▸ **About this task**
When you reach the line containing "Target: city skyline" in the entries below, begin reproducing lines exactly, and stop once the line containing "reads [[702, 70]]." is done.

Dataset records
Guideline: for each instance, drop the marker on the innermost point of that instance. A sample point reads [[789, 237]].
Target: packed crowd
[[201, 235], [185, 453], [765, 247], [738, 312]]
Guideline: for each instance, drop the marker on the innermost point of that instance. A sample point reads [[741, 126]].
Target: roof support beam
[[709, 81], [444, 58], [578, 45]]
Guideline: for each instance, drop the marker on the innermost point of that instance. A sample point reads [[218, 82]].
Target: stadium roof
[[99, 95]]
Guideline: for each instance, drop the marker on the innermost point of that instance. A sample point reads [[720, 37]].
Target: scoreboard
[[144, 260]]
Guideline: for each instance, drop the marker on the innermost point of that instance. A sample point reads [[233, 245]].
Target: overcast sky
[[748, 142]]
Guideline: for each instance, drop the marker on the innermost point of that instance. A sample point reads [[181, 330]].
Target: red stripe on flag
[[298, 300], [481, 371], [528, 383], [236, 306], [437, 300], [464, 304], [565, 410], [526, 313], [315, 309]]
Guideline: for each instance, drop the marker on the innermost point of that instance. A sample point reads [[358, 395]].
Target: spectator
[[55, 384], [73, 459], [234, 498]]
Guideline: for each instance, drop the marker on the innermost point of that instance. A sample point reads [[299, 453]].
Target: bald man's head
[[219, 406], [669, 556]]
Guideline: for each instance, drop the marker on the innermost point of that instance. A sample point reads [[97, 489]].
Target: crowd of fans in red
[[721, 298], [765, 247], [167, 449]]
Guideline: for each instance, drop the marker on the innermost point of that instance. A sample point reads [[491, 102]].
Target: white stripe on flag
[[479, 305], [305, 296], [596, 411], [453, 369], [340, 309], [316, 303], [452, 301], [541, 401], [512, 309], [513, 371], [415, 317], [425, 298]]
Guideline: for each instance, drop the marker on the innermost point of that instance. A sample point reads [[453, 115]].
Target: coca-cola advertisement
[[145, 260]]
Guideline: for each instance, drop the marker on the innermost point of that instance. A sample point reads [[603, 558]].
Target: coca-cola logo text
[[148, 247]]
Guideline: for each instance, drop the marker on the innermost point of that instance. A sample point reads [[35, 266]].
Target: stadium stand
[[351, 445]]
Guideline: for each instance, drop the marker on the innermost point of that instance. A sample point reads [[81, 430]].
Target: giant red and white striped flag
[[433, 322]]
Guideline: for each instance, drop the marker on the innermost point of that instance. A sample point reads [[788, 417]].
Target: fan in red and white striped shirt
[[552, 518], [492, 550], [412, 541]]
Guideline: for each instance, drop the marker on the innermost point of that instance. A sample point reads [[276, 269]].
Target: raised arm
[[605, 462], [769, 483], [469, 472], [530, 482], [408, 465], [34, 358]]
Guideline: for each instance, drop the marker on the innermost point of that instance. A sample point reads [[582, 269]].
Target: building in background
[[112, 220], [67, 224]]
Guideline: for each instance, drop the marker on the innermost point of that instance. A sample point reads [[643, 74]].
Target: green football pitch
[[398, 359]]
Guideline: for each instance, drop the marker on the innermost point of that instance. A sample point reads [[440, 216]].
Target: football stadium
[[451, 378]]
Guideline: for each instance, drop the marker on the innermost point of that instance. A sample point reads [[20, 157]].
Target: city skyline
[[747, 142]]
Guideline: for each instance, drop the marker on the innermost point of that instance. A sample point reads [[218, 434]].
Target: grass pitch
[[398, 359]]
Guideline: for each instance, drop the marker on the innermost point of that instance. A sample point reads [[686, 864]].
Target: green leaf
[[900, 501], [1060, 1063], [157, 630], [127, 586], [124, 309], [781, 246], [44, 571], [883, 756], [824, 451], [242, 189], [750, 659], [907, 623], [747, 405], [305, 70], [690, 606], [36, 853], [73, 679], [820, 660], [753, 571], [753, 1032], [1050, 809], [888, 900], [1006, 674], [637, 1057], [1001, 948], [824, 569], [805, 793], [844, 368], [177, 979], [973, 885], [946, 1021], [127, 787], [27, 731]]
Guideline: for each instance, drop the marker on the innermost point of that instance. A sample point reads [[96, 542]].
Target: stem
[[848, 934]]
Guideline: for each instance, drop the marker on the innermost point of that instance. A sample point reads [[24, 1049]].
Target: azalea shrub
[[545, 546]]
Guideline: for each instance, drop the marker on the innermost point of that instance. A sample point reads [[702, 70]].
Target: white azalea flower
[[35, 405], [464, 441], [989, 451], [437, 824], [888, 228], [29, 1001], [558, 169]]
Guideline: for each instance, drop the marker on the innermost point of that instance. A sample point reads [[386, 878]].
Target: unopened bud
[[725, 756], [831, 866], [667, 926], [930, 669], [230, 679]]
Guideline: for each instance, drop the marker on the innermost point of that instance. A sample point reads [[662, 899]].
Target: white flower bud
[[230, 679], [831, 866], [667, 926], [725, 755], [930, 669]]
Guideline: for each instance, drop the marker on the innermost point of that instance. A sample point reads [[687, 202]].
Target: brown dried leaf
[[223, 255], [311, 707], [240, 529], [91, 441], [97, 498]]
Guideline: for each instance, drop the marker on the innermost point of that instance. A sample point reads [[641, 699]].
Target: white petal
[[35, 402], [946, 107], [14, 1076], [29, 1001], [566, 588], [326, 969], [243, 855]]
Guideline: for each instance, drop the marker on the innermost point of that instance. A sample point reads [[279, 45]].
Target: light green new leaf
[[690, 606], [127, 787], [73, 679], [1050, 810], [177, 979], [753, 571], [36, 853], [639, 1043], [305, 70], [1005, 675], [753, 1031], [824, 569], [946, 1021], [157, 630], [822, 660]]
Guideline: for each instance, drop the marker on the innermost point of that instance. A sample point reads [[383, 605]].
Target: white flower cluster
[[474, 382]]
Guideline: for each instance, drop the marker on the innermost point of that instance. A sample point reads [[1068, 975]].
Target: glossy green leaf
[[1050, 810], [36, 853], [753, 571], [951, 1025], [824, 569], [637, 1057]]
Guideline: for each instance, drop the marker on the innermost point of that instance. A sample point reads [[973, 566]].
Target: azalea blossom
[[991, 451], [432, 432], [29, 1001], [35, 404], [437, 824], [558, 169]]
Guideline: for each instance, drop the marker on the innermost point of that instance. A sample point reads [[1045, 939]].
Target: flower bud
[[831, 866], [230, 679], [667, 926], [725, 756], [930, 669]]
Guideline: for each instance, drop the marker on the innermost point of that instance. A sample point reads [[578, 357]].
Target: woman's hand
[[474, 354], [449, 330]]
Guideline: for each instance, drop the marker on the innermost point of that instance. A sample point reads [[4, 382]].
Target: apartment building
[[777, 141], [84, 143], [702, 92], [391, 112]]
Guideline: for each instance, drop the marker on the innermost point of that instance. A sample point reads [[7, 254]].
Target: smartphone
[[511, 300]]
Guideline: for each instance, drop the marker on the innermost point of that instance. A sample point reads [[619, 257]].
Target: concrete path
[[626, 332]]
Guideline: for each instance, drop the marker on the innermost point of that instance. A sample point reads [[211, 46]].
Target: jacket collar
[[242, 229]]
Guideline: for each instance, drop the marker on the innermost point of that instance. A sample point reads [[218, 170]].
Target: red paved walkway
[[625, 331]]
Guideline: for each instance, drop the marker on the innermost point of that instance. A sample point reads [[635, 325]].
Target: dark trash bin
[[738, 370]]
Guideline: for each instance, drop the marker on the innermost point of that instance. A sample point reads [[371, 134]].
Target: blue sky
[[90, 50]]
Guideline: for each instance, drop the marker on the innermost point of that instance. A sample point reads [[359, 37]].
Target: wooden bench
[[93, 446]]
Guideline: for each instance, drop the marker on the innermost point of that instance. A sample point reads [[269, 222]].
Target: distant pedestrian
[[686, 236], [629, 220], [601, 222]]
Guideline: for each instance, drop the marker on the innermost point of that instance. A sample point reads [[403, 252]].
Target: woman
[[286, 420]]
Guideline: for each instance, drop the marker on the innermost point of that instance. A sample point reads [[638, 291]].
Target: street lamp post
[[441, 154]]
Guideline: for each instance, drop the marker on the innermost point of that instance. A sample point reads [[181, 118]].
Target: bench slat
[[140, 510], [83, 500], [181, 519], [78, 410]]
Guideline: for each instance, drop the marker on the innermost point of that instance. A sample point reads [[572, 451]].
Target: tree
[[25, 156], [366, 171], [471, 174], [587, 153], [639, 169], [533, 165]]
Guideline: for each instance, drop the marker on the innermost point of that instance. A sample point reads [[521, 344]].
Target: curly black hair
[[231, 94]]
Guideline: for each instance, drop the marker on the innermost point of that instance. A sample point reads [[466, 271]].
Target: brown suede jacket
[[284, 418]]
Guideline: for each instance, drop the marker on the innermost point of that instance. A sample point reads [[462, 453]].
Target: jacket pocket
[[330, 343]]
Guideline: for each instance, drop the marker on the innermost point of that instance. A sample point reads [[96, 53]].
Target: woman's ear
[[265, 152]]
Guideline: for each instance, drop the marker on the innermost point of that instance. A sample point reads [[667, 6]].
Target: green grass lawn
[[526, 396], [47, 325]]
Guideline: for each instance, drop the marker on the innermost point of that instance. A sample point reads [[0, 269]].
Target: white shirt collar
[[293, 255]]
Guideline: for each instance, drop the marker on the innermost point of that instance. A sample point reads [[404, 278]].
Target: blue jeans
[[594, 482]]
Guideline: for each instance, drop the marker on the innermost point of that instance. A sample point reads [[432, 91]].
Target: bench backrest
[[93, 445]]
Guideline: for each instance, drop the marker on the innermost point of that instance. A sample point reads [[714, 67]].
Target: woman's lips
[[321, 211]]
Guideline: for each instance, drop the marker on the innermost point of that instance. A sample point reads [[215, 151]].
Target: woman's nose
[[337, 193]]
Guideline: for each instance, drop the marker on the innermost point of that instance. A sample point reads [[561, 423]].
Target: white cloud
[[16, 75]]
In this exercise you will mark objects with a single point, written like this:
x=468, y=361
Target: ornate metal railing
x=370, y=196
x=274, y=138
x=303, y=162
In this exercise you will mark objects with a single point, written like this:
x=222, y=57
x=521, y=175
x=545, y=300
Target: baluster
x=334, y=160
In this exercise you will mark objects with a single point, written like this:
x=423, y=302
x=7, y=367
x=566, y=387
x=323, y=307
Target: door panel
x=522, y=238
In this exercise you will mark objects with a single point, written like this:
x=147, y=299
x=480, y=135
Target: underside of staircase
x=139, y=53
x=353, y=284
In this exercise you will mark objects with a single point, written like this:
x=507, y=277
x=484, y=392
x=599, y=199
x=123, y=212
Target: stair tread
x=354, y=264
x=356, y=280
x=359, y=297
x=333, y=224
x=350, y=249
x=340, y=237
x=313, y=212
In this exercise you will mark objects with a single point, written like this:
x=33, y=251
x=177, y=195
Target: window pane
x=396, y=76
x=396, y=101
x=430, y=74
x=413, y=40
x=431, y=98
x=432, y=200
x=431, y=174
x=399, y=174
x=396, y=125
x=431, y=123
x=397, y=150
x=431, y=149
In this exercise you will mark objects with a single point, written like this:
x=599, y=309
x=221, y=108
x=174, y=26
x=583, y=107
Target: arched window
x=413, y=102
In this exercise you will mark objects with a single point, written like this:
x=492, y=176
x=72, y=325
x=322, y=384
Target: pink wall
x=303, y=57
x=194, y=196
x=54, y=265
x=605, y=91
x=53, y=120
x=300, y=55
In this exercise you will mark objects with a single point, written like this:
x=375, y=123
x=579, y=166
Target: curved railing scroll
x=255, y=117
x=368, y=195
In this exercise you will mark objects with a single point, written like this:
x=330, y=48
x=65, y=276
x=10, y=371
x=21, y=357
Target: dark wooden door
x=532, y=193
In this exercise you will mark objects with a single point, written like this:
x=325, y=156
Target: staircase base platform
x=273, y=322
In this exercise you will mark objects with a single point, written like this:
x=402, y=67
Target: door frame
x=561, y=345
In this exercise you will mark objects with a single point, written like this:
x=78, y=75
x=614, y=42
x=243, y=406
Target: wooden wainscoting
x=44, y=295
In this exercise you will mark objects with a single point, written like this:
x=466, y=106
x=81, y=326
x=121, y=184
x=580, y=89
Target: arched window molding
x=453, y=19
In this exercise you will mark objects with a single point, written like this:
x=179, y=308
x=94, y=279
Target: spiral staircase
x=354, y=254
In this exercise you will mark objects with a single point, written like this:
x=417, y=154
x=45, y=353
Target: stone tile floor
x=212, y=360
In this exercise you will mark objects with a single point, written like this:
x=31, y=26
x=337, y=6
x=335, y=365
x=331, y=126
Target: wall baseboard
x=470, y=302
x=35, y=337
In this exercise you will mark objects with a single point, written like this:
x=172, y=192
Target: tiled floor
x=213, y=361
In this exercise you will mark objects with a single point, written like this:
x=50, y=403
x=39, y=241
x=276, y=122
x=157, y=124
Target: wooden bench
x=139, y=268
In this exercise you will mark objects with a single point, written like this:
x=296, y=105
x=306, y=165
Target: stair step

▸ **Answer area**
Target: city skyline
[[747, 142]]
Guideline: for each instance, drop the marker on the innermost point of that instance. A sample point reads [[218, 434]].
Target: grass pitch
[[398, 359]]
Guideline: for each instance, drop the marker on the innermost point of that instance. A sample point reads [[686, 864]].
Target: green leaf
[[900, 501], [1060, 1063], [157, 630], [127, 586], [124, 309], [781, 246], [44, 571], [883, 756], [824, 451], [242, 189], [750, 659], [907, 623], [747, 405], [305, 70], [690, 606], [36, 853], [73, 679], [820, 660], [753, 571], [753, 1032], [1050, 809], [888, 900], [1006, 674], [637, 1057], [1001, 948], [824, 569], [805, 793], [844, 368], [177, 979], [973, 885], [946, 1021], [127, 787], [27, 731]]
Guideline: for each instance, drop the marker on the innermost point of that instance. A sample point reads [[96, 542]].
Target: stem
[[848, 934]]
Guideline: for each instance, drop the marker on the innermost point of that instance. A sample point reads [[24, 1049]].
Target: azalea shrub
[[545, 546]]
Guideline: for each instance, drop the marker on the innermost point of that instance. A sample point reads [[702, 70]].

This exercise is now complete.